» **Stated task**
Print the full listing exactly.

» **Information supplied**
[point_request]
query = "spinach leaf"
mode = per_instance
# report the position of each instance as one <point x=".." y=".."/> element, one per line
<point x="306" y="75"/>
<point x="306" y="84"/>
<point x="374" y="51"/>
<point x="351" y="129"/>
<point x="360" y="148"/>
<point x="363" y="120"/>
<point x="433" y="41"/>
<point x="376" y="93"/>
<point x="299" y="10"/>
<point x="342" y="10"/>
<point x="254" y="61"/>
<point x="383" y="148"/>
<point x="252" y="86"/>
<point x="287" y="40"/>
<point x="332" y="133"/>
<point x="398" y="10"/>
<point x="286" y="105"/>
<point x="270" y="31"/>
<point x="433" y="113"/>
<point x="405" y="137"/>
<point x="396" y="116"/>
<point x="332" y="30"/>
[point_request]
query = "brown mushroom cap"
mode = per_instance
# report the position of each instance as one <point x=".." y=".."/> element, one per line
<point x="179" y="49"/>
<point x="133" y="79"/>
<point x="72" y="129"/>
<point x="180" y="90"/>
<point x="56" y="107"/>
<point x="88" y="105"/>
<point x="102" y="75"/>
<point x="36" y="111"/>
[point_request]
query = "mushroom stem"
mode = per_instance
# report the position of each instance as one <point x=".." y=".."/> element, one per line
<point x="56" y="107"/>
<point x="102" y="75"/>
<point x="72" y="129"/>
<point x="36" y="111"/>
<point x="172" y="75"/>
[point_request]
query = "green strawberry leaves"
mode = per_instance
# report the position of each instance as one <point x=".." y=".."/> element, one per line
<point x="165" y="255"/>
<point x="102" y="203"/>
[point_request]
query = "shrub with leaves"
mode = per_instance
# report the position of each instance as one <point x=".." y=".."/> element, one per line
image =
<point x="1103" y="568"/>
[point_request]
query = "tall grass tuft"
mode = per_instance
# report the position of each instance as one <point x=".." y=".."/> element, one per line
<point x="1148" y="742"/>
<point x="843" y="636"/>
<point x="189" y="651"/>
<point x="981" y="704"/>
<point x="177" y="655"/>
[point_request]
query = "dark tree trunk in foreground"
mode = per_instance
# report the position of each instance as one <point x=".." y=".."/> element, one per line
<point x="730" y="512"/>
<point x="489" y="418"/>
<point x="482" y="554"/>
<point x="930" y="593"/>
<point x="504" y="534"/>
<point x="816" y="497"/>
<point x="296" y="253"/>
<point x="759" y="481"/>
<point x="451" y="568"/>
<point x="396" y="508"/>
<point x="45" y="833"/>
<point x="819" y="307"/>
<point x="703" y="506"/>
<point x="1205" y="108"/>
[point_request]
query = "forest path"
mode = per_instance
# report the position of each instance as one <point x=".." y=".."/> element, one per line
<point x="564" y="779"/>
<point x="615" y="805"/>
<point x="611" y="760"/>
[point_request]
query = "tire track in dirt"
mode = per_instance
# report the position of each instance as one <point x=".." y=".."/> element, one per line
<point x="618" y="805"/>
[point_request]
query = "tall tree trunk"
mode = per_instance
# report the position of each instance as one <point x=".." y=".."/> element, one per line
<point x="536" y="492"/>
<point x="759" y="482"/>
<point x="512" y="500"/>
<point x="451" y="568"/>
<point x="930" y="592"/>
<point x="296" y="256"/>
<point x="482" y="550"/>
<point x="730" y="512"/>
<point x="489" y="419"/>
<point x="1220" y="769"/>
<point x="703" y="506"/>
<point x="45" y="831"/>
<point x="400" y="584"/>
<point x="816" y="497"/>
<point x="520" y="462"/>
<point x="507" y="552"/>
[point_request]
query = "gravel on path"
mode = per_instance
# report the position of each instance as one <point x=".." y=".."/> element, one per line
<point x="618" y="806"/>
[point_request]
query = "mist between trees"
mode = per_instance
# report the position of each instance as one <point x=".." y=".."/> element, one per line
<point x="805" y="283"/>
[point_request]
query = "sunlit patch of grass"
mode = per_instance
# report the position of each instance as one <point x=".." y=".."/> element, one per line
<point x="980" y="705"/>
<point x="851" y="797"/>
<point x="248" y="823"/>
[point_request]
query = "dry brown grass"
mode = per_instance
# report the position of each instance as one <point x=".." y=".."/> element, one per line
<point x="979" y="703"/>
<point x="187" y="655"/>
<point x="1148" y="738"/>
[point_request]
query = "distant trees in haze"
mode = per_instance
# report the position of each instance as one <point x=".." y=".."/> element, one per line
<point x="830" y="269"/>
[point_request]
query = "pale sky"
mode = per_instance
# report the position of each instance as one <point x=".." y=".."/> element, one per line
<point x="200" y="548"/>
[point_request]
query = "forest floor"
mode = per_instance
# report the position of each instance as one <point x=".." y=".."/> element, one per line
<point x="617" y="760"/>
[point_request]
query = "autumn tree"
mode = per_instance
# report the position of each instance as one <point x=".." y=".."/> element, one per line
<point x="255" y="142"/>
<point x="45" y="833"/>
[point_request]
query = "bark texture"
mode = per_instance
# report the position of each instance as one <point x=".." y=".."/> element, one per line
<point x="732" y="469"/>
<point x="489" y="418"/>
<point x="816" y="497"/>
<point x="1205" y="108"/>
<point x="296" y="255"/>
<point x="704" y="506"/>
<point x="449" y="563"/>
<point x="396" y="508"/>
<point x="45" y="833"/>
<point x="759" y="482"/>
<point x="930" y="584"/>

» **Final answer**
[point_request]
query = "spinach leaf"
mode = per_instance
# report the position of each instance as one <point x=".." y=".."/> element, one per line
<point x="306" y="75"/>
<point x="306" y="84"/>
<point x="374" y="51"/>
<point x="351" y="129"/>
<point x="360" y="148"/>
<point x="363" y="120"/>
<point x="433" y="41"/>
<point x="376" y="93"/>
<point x="299" y="10"/>
<point x="342" y="10"/>
<point x="254" y="61"/>
<point x="383" y="148"/>
<point x="252" y="86"/>
<point x="287" y="40"/>
<point x="332" y="133"/>
<point x="398" y="10"/>
<point x="286" y="105"/>
<point x="270" y="31"/>
<point x="433" y="113"/>
<point x="405" y="137"/>
<point x="396" y="116"/>
<point x="332" y="30"/>
[point_request]
query = "brown mushroom cap"
mode = per_instance
# report the position of each instance as one <point x=".." y=".."/> element, one per line
<point x="179" y="49"/>
<point x="133" y="79"/>
<point x="72" y="129"/>
<point x="180" y="90"/>
<point x="56" y="107"/>
<point x="88" y="105"/>
<point x="102" y="75"/>
<point x="36" y="111"/>
[point_request]
query = "mushroom stem"
mode = per_instance
# report the position of each instance as one <point x=".." y=".."/> element, one per line
<point x="56" y="107"/>
<point x="102" y="75"/>
<point x="72" y="129"/>
<point x="36" y="111"/>
<point x="172" y="75"/>
[point_request]
query = "green strawberry leaves"
mode = per_instance
# report the position of each instance as one <point x=".." y=".."/> element, one per line
<point x="165" y="255"/>
<point x="102" y="203"/>
[point_request]
query = "shrub with leaves"
mode = per_instance
# report the position of each instance as one <point x=".." y=".."/> element, one per line
image =
<point x="1103" y="568"/>
[point_request]
query = "tall grass tuft"
mode = per_instance
# report the position of each instance as one <point x=".." y=".."/> element, one per line
<point x="1148" y="742"/>
<point x="843" y="636"/>
<point x="189" y="651"/>
<point x="981" y="704"/>
<point x="177" y="655"/>
[point_request]
query = "dark tree trunk in foreground"
mode = per_instance
# report the position of each instance as one <point x=".." y=".."/> element, one per line
<point x="730" y="512"/>
<point x="489" y="418"/>
<point x="482" y="554"/>
<point x="930" y="593"/>
<point x="504" y="534"/>
<point x="816" y="497"/>
<point x="296" y="253"/>
<point x="759" y="481"/>
<point x="451" y="568"/>
<point x="396" y="508"/>
<point x="45" y="833"/>
<point x="819" y="307"/>
<point x="703" y="506"/>
<point x="1205" y="108"/>
[point_request]
query = "forest path"
mode = per_instance
# report the position of each instance as one <point x=".." y=".."/> element, one per line
<point x="564" y="779"/>
<point x="615" y="805"/>
<point x="611" y="760"/>
[point_request]
query = "tire track in dirt"
mode = per_instance
# report the position of each instance as one <point x=".." y=".."/> element, one per line
<point x="618" y="805"/>
[point_request]
query = "tall tree trunk"
mode = per_instance
# report the position of each instance as one <point x=".." y=".."/> element, one per line
<point x="536" y="492"/>
<point x="759" y="482"/>
<point x="512" y="500"/>
<point x="451" y="568"/>
<point x="930" y="592"/>
<point x="296" y="256"/>
<point x="482" y="550"/>
<point x="730" y="512"/>
<point x="489" y="419"/>
<point x="1220" y="769"/>
<point x="703" y="506"/>
<point x="45" y="831"/>
<point x="400" y="584"/>
<point x="816" y="497"/>
<point x="520" y="462"/>
<point x="507" y="552"/>
[point_request]
query = "gravel on path"
mode = per_instance
# report the position of each instance as one <point x=".." y=".."/> element, one per line
<point x="618" y="806"/>
[point_request]
query = "mist between trees"
mode = per_instance
# report the position of each instance as one <point x=".." y=".."/> element, one per line
<point x="805" y="283"/>
[point_request]
query = "sunlit patch of grass"
mode = per_instance
# report the position of each instance as one <point x=".." y=".."/> element, one per line
<point x="980" y="705"/>
<point x="851" y="797"/>
<point x="248" y="823"/>
[point_request]
query = "dry brown grass"
mode = per_instance
# report the position of each instance as one <point x=".." y=".."/> element, one per line
<point x="979" y="703"/>
<point x="187" y="655"/>
<point x="1148" y="738"/>
[point_request]
query = "distant trees in haze"
mode = per_instance
# report the position of each instance as one <point x=".." y=".."/> element, one per line
<point x="830" y="269"/>
[point_request]
query = "pale sky"
mode = per_instance
# report the position of each instance as one <point x=".." y=".."/> element, one per line
<point x="200" y="548"/>
[point_request]
query = "forest floor"
mode = per_instance
# report the position of each instance as one <point x=".." y=".."/> element, one per line
<point x="617" y="760"/>
[point_request]
query = "autumn tree"
mode = per_instance
# report the position of each instance as one <point x=".." y=".."/> element, one per line
<point x="255" y="142"/>
<point x="45" y="833"/>
[point_request]
query = "bark texture"
mode = per_instance
# report the position of each instance as one <point x=".." y=".."/> element, one per line
<point x="732" y="469"/>
<point x="489" y="418"/>
<point x="816" y="497"/>
<point x="1205" y="108"/>
<point x="296" y="255"/>
<point x="704" y="506"/>
<point x="449" y="563"/>
<point x="396" y="508"/>
<point x="45" y="833"/>
<point x="759" y="482"/>
<point x="930" y="584"/>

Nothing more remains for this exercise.